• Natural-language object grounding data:
----

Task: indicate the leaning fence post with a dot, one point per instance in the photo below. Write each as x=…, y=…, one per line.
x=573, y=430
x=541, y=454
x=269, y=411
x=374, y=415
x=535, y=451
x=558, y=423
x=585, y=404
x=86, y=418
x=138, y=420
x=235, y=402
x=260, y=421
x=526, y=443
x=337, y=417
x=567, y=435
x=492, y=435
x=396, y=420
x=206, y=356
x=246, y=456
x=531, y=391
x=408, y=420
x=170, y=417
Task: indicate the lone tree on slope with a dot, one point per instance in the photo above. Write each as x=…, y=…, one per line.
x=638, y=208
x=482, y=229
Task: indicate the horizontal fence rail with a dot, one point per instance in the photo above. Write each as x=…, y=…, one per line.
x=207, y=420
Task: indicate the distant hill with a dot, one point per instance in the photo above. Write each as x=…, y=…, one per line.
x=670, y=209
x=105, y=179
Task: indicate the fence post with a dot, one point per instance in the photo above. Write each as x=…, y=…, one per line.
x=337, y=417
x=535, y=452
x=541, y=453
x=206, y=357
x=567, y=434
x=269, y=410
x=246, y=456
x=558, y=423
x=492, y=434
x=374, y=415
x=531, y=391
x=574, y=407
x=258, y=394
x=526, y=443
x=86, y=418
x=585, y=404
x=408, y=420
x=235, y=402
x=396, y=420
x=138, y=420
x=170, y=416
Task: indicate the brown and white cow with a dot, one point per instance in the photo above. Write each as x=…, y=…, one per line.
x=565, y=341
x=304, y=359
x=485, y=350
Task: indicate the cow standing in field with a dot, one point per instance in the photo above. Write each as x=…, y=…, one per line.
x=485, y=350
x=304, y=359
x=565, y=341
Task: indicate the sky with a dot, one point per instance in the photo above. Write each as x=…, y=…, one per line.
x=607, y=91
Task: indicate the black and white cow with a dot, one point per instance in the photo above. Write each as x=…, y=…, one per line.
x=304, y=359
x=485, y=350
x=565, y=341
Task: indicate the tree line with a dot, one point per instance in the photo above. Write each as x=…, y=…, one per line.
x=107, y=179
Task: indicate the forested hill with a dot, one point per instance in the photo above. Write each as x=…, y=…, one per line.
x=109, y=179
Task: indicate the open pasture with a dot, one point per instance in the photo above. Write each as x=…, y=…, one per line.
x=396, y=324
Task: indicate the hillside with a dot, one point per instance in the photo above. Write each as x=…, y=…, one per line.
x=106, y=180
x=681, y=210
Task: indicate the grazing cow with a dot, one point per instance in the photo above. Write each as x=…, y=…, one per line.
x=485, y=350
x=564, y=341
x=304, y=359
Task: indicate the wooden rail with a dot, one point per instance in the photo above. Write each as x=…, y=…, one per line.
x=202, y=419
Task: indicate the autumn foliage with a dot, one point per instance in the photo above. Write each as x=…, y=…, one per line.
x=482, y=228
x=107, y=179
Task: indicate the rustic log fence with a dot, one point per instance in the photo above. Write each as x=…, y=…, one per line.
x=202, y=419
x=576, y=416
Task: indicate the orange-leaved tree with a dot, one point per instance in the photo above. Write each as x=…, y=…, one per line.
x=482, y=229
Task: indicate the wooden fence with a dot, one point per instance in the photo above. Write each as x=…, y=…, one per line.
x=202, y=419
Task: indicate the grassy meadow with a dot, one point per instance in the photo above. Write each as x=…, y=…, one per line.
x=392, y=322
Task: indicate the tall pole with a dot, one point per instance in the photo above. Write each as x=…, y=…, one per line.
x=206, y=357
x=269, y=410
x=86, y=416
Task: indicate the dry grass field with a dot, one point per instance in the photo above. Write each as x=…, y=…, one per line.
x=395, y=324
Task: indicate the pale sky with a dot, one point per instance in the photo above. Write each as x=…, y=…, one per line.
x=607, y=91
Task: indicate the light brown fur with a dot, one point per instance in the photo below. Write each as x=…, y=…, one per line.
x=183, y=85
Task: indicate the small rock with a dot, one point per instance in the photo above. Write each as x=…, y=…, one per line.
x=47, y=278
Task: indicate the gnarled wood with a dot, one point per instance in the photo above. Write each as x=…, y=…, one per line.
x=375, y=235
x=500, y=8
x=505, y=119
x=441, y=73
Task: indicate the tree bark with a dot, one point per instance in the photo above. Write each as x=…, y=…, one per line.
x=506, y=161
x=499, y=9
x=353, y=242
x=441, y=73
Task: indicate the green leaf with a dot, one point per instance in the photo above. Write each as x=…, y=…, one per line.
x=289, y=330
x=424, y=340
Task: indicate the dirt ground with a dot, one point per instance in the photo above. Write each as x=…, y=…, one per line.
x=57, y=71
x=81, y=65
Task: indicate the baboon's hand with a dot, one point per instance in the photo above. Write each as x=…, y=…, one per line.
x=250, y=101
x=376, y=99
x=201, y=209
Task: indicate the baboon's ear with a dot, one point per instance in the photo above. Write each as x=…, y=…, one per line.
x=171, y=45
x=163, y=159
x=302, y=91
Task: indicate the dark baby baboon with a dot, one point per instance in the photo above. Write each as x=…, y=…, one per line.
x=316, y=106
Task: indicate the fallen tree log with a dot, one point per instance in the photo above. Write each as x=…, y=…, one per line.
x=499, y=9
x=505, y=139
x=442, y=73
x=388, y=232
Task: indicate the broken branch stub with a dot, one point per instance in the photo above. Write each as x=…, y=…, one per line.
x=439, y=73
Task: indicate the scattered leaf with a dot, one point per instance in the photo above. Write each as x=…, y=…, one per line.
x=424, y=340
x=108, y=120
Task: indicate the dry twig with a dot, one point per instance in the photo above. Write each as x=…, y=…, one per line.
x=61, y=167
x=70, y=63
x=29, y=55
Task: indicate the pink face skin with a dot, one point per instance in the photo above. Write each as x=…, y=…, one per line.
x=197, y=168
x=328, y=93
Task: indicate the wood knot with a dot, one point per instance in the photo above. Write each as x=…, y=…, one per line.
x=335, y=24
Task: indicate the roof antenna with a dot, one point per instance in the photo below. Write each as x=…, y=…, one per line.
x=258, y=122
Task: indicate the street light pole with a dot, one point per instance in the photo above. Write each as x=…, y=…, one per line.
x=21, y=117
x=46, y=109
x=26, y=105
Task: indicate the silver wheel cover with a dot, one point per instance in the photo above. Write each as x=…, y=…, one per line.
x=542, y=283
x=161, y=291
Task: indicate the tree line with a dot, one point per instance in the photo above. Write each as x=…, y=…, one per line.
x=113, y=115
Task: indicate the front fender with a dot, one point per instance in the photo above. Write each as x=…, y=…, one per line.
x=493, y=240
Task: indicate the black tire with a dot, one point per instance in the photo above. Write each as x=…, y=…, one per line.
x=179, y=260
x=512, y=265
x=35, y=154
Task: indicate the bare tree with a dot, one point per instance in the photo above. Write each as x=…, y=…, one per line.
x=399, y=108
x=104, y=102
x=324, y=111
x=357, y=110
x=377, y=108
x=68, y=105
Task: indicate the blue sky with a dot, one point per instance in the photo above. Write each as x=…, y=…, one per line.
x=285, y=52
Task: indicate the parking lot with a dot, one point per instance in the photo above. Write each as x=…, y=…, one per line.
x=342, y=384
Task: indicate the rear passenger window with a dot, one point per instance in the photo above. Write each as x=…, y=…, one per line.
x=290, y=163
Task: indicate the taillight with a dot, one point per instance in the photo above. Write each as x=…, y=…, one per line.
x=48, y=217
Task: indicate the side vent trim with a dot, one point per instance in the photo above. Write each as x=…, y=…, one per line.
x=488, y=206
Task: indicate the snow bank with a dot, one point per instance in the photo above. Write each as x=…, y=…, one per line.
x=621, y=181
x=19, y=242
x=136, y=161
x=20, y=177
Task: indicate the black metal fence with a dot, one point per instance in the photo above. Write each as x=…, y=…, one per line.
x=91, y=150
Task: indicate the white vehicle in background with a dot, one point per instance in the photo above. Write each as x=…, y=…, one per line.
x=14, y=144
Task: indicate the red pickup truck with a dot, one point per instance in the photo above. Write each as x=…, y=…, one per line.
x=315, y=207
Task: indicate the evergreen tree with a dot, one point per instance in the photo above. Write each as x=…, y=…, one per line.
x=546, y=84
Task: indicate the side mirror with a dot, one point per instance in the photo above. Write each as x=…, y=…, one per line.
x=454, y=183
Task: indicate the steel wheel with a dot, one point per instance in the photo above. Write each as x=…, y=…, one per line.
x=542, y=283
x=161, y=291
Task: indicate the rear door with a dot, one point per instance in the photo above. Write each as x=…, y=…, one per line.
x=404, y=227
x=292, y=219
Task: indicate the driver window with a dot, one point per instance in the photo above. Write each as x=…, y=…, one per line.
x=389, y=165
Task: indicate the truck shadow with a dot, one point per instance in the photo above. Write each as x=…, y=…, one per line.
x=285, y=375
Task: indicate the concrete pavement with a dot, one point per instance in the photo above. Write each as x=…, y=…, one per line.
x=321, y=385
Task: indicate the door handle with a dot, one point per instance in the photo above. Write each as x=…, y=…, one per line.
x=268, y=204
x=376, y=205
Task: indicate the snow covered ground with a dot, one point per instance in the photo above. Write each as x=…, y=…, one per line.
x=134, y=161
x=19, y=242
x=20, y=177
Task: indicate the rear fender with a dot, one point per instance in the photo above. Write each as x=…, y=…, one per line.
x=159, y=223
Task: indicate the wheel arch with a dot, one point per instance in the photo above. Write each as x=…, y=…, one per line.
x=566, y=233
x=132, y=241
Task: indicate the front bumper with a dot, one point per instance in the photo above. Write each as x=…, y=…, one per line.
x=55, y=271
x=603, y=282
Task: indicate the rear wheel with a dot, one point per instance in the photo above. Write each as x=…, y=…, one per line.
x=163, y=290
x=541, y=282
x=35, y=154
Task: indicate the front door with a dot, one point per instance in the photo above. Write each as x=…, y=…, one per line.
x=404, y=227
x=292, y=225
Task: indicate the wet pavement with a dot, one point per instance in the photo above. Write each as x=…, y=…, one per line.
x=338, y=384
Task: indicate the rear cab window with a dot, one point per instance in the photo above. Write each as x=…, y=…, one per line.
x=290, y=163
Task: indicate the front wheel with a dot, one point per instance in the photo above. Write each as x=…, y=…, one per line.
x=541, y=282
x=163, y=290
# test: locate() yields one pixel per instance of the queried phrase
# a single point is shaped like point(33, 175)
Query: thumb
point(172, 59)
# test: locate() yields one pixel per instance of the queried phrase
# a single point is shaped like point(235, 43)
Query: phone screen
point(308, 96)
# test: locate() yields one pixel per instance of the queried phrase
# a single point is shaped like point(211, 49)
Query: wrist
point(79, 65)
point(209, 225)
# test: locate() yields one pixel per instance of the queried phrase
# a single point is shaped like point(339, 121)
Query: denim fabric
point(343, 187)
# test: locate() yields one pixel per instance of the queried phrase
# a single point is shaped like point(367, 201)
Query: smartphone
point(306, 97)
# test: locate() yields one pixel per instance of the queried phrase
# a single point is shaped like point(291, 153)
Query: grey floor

----

• Work to complete:
Retrieve all lines from the data that contain the string "like".

• Task solution:
# a single point is shaped like point(33, 175)
# a single point is shaped like point(235, 43)
# a single point is shaped like point(211, 49)
# a single point is shaped like point(339, 121)
# a single point is shaped like point(367, 201)
# a single point is shaped like point(291, 153)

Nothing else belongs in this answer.